Exercise objective ▸
Update the records below by changing every "pom pom" to "pompom" and leaving all other text as it is.

+-------+

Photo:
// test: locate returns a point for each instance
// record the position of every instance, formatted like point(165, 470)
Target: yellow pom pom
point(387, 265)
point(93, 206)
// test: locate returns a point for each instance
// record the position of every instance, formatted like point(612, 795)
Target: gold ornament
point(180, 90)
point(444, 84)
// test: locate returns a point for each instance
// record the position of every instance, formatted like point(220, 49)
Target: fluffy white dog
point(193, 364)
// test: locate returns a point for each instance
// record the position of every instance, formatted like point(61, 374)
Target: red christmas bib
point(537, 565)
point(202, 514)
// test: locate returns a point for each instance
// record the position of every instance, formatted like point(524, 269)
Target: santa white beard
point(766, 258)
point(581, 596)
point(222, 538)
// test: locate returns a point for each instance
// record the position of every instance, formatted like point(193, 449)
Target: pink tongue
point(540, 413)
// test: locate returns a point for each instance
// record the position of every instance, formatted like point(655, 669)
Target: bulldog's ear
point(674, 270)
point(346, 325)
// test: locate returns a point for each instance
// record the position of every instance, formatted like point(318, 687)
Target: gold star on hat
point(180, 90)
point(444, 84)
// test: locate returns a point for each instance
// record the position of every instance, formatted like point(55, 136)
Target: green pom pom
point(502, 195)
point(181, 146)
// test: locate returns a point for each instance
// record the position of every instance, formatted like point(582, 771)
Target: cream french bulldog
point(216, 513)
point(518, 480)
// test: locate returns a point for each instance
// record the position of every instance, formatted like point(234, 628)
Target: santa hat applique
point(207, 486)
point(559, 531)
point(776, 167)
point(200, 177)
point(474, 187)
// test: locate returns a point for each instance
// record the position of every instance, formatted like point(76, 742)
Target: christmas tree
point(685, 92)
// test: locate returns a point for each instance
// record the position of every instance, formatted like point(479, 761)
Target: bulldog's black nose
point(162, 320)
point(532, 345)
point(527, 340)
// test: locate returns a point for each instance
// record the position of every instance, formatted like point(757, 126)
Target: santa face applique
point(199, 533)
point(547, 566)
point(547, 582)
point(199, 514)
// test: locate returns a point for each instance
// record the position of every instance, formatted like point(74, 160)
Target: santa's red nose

+-------+

Solved exercise ▸
Photo:
// test: locate returns a point for each instance
// record the position of every instance, formatted like point(165, 470)
Target: yellow pompom
point(387, 265)
point(93, 206)
// test: locate returns a point for each instance
// record the position of every instance, formatted like point(612, 795)
Target: gold ornament
point(180, 90)
point(444, 84)
// test: locate returns a point for each instance
// record the position of every instance, formatted like point(220, 49)
Target: fluffy white dog
point(193, 364)
// test: locate returns a point for each instance
// record the position of every instance, formatted like point(61, 374)
Target: red christmas bib
point(537, 565)
point(202, 514)
// test: locate returns a point for each instance
// record the position of every instance, formatted like point(524, 269)
Target: santa white beard
point(766, 258)
point(581, 596)
point(222, 538)
// test: locate returns a point for each instance
// record the position of every instance, formatted like point(193, 449)
Target: pink tongue
point(540, 413)
// test: locate returns a point for each instance
// record the position of every instance, formatted like point(655, 669)
Target: bulldog's ear
point(674, 270)
point(346, 325)
// test: locate returns a point for each instance
// record the position of every instance, formatted like point(318, 687)
Target: gold star on hat
point(180, 90)
point(444, 84)
// test: locate returns a point for each instance
// record the position of every instance, formatted like point(55, 136)
Target: green pompom
point(502, 195)
point(181, 146)
// test: locate returns a point for each instance
// record the position of every instance, formatted like point(582, 771)
Target: cream french bulldog
point(216, 513)
point(518, 480)
// test: locate returns a point for each instance
// record the position of every instance, formatted like point(234, 628)
Target: santa hat applique
point(207, 486)
point(559, 531)
point(776, 167)
point(200, 177)
point(474, 187)
// test: locate returns a point for each instance
// record the position of every instance, formatted like point(76, 742)
Target: christmas tree
point(685, 92)
// test: locate returns a point for each instance
// record the position of every instance, formatted like point(479, 761)
Target: bulldog's black nose
point(162, 320)
point(532, 345)
point(527, 340)
// test: locate returns a point for each instance
// record the position of every instance, formatted like point(757, 126)
Target: santa face applique
point(199, 533)
point(547, 566)
point(547, 582)
point(199, 514)
// test: locate returns a point for each instance
// record the position of every instance, formatted like point(74, 160)
Target: santa's red nose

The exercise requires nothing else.